### PROBLEM DESCRIPTION
Can you rewrite the stretch of material from the line containing "point: cat's head" through the line containing "point: white window frame", both ends included and requests kept, with every coordinate in the answers multiplied by 0.55? Round each result to a whole number, with halves going up.

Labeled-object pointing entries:
══════════

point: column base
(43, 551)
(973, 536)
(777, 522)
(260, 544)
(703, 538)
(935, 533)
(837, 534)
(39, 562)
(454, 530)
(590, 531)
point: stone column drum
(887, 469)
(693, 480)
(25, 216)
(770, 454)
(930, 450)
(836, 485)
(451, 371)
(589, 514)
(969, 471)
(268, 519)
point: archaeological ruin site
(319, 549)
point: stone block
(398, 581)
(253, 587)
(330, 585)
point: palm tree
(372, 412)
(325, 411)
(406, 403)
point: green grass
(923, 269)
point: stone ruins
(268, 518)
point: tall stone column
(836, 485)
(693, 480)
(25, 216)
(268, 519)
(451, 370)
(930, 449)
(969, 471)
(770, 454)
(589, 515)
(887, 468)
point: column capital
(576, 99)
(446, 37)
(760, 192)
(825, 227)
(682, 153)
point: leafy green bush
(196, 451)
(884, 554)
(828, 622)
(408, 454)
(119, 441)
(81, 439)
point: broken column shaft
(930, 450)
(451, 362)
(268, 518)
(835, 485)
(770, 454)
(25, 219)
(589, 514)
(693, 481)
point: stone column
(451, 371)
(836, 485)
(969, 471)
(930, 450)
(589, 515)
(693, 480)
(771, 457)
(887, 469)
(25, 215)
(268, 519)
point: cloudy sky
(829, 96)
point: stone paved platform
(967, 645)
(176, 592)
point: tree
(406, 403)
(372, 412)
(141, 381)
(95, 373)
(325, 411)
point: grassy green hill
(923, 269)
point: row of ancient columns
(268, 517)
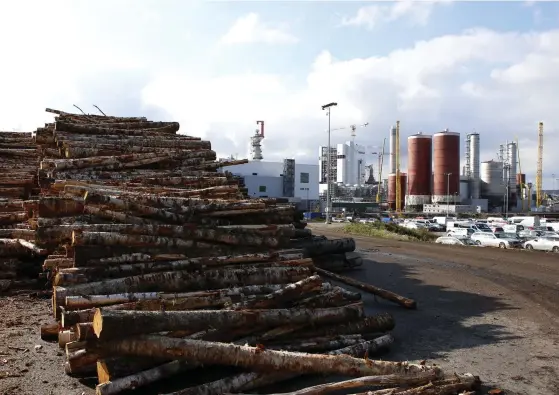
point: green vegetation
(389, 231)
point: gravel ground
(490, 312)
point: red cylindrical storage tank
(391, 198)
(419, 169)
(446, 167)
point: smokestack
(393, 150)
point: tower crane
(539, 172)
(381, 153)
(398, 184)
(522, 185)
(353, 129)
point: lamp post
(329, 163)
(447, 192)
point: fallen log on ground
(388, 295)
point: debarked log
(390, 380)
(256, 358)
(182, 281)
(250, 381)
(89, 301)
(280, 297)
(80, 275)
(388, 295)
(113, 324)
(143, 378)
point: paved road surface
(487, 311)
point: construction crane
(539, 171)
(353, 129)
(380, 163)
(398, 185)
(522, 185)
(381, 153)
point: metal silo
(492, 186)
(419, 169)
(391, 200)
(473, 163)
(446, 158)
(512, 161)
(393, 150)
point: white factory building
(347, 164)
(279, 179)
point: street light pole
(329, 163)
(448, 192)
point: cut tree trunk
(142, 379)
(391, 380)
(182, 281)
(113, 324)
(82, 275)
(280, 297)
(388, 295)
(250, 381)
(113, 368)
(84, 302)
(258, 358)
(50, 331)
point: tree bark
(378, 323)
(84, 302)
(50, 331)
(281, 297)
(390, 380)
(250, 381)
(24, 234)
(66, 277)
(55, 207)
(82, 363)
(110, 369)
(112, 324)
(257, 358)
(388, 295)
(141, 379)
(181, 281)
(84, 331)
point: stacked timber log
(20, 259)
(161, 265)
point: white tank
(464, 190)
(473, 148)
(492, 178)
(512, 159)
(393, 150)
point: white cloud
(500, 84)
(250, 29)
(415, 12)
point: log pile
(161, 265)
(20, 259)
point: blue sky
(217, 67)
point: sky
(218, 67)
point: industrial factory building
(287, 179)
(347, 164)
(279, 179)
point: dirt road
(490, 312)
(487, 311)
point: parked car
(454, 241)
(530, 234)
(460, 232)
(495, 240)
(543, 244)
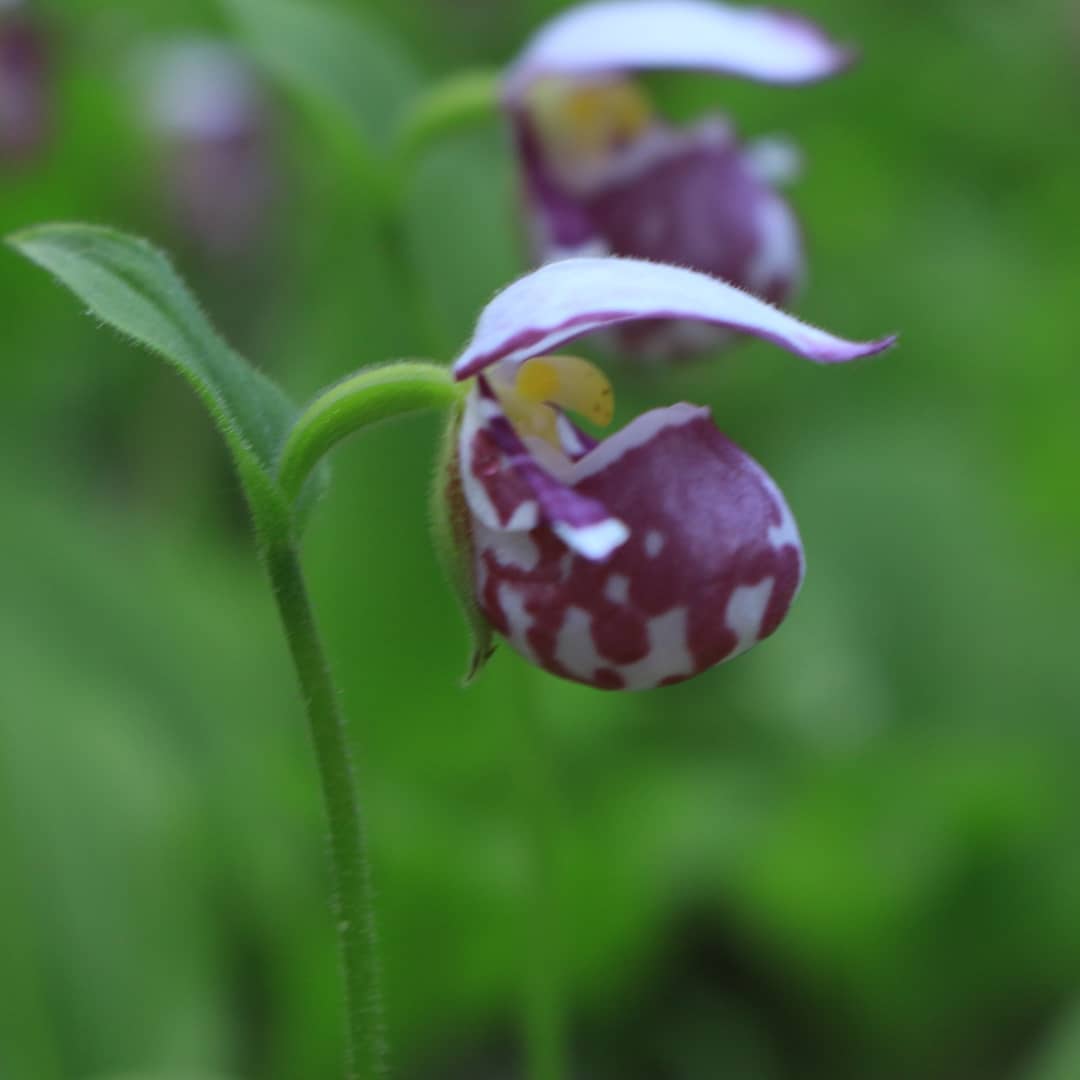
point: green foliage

══════════

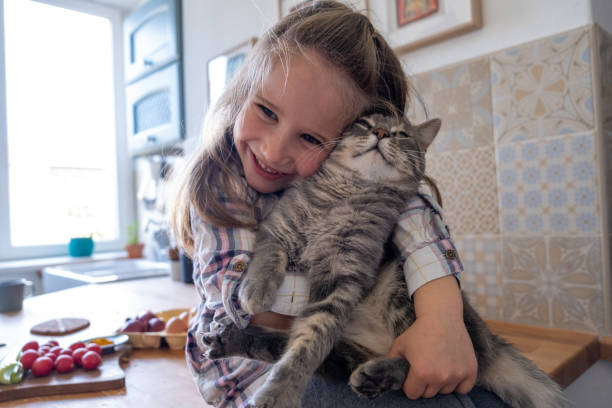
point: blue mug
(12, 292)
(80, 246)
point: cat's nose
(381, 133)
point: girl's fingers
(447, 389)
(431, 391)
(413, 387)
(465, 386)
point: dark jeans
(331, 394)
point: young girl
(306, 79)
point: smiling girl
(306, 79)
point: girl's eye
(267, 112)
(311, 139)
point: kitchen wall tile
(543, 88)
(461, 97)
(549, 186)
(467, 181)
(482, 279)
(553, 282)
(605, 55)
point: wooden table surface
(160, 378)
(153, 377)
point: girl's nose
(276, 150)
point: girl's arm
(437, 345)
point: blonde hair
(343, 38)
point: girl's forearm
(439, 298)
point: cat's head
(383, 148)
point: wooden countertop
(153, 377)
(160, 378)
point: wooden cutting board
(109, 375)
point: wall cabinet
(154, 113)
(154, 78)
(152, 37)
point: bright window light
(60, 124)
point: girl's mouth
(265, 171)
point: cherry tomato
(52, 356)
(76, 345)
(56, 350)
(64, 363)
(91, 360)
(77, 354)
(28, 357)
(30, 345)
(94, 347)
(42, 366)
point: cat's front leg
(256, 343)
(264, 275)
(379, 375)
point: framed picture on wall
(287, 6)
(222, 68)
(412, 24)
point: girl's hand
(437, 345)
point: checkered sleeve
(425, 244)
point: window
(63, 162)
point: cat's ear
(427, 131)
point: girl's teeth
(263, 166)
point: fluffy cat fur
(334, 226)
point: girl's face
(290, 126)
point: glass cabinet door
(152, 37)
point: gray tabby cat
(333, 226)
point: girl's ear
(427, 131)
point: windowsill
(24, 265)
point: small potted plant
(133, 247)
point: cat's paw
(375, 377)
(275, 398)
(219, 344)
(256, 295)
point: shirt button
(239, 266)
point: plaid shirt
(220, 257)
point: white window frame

══════════

### THE OUTPUT
point: cat's head
(211, 81)
point: wooden countertop
(84, 207)
(88, 208)
point: wooden cutting board
(60, 206)
point: wall cabinet
(85, 62)
(85, 43)
(84, 20)
point: bright window light
(33, 68)
point: girl's mouth
(146, 94)
point: cherry tomato
(29, 196)
(42, 190)
(31, 193)
(35, 200)
(50, 198)
(42, 195)
(15, 196)
(17, 190)
(52, 191)
(23, 201)
point: cat's front leg
(141, 189)
(145, 151)
(208, 206)
point: framed picture on wall
(158, 3)
(122, 37)
(227, 13)
point: girl's hand
(240, 190)
point: checkered sleeve
(234, 134)
point: window
(35, 89)
point: cat's ear
(235, 72)
point: girl's teeth
(145, 91)
point: fluffy cat fur
(184, 124)
point: girl's face
(160, 69)
point: glass cabinet door
(84, 20)
point: gray tabby cat
(183, 124)
point: girl's ear
(235, 72)
point: windowsill
(13, 146)
point: small potted plant
(73, 136)
point: cat's paw
(206, 207)
(151, 219)
(120, 189)
(141, 162)
point: shirt button
(131, 146)
point: plaid shirt
(121, 141)
point: white window frame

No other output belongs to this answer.